Rewrite all of the records with "Ground" swapped for "Locate" and everything else unchanged.
--- START ---
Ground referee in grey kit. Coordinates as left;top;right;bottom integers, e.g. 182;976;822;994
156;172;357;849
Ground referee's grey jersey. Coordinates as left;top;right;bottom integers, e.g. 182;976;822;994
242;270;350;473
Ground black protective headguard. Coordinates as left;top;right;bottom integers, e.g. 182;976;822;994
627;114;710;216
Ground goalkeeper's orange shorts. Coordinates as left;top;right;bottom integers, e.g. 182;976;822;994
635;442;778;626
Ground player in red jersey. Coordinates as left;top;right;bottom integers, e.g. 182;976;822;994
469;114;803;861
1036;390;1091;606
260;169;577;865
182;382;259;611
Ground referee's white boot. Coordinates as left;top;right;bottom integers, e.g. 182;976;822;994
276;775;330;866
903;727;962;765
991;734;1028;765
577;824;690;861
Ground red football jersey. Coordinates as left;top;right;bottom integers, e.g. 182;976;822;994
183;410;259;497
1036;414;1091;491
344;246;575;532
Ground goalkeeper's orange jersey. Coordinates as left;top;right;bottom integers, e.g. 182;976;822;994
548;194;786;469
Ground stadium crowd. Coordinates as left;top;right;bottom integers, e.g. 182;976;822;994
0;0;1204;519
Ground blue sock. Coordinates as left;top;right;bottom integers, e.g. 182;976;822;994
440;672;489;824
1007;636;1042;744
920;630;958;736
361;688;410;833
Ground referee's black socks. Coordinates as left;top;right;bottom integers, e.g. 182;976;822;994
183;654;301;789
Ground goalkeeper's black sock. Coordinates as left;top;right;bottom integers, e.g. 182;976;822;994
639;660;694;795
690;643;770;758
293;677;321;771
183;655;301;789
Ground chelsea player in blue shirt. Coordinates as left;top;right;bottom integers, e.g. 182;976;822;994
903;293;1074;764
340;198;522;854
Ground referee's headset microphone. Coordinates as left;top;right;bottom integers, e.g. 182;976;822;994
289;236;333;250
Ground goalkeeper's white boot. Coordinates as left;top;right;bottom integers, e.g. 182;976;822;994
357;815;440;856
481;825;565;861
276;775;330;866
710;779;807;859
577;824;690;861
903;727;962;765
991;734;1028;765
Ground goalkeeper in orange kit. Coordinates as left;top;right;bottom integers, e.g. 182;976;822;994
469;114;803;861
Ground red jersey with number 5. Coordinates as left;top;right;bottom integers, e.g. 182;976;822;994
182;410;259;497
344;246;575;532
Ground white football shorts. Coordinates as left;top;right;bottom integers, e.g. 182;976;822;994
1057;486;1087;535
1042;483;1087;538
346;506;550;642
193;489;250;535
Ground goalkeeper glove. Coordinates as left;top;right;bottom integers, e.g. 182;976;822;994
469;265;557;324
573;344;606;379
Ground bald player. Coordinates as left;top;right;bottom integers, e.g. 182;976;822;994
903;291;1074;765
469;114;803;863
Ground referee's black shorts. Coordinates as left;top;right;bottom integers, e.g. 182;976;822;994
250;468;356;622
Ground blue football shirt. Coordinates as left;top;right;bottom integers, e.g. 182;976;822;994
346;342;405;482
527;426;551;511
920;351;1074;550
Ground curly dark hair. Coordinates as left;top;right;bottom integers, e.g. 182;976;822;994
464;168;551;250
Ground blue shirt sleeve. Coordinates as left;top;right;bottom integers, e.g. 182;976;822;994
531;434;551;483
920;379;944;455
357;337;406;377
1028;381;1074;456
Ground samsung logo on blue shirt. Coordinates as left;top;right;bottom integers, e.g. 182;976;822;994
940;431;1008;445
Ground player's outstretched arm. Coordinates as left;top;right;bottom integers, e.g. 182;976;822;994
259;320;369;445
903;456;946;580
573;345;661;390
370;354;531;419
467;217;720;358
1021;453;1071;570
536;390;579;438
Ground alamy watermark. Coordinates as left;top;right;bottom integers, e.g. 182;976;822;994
--- END ---
- [Complete answer]:
Locate referee in grey kit. Coordinates as left;top;right;bottom integers, e.g. 182;976;822;994
156;172;357;849
Locate referee's grey jersey. Coordinates as left;top;right;bottom integers, e.g. 182;976;822;994
242;270;350;473
Locate black protective headguard. Coordinates as left;top;right;bottom integers, e.g. 182;976;822;994
627;114;710;216
Locate goalkeeper's orange shorts. Coordinates as left;top;right;bottom integers, e.g. 182;976;822;994
635;442;778;626
Locate player in red jersey. Coordinates as left;top;right;bottom integers, e.g. 182;976;822;994
469;114;803;861
1036;390;1091;606
260;169;577;865
182;382;259;611
Locate referee's white boot. Coordinates as left;top;right;bottom integers, e.g. 182;976;822;994
276;775;330;866
903;727;962;765
991;734;1028;765
577;824;690;861
Locate red football jersey. Coordinates as left;top;right;bottom integers, e.g. 182;976;822;994
183;410;259;497
1036;414;1091;491
344;246;575;532
Locate goalkeeper's orange jersey. Coordinates as left;top;right;bottom integers, e.g. 182;976;822;994
548;194;786;469
Locate stadium crowd. Coordinates as left;top;right;bottom integers, e.g. 182;976;822;994
0;0;1204;519
Locate blue sock. Coordinates as left;top;right;bottom integers, e.g. 182;976;822;994
440;672;489;824
1007;636;1042;744
920;630;958;736
361;688;410;833
Locate referee's black socks. Coordinates as left;top;right;bottom integers, e.g. 182;976;822;994
183;654;301;789
Locate goalkeeper's black sock. Coordinates as left;top;right;bottom integers, e.g. 182;976;822;994
639;660;694;795
690;643;770;758
293;677;321;771
183;655;301;789
Locate chelsea player in blue shirt. Coordinates as left;top;right;bottom integers, e.g. 182;976;822;994
903;293;1074;764
340;198;522;854
Locate referee's headset microphone. Coordinates as left;top;right;bottom integers, e.g. 182;976;822;994
289;236;333;250
Locate goalkeeper's white boot. Coordinates as left;top;right;bottom integers, e.g. 182;976;822;994
357;815;440;856
481;825;565;861
276;775;330;866
710;779;807;859
577;824;690;861
903;727;962;765
991;734;1028;765
Locate goalkeeper in orange kit. Coordinates as left;top;right;bottom integers, e.g. 182;976;822;994
469;114;803;861
Locate red jersey with number 5. Coordinates as left;top;right;bottom integers, e.g. 182;976;822;994
182;410;259;497
344;246;575;532
Locate white football shorts. Coordinates as left;top;right;bottom integers, e.g. 182;976;822;994
1057;486;1087;535
1042;483;1087;538
346;506;550;642
193;489;250;535
Locate goalkeeper glove. Coordinates as left;top;right;bottom integers, e.g. 182;976;822;994
469;265;557;324
573;344;606;379
Locate bald player. Coordinates as left;top;right;bottom integers, e.g. 182;976;822;994
903;291;1074;765
469;114;803;863
Locate referee's black shorts. Coordinates as left;top;right;bottom integers, e.g. 182;976;822;994
250;468;356;622
Locate blue football shirt. Coordinates as left;top;right;bottom integers, e.g. 182;976;822;994
346;342;405;482
527;426;551;511
920;351;1074;550
Locate curly dark hair. Coordinates as left;top;right;bottom integers, e.g. 182;976;822;994
464;168;551;250
Locate blue shirt sleeve. Coordinates as left;top;right;bottom integers, e.g. 182;976;822;994
531;434;551;483
920;379;944;455
357;337;406;377
1028;381;1074;456
Locate samsung logo on blue shirt. Coordinates as left;top;right;bottom integers, e.g. 182;976;822;994
940;431;1008;445
Locate player's outstretched arm. Coordinates as left;top;right;bottom integers, e.g. 182;976;822;994
259;320;369;445
903;456;946;580
573;345;661;390
370;354;531;419
467;217;720;358
1021;453;1071;570
536;390;579;438
Locate alamy watermark. Coordinates as left;top;right;bottom integers, e.g. 182;976;822;994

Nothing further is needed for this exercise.